Work required. Copy every one of the lines below without changing anything.

Point placement lines
┄┄┄┄┄┄┄┄┄┄┄┄┄┄┄┄┄┄┄┄

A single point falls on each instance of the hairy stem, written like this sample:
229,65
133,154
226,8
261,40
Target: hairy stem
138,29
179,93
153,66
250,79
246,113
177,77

┄┄┄┄┄┄┄┄┄┄┄┄┄┄┄┄┄┄┄┄

Task solution.
A single point falls on each instance of the hairy stem, written like this sample:
229,65
133,154
226,8
261,40
Target: hairy stem
138,29
179,93
153,66
250,79
246,113
177,77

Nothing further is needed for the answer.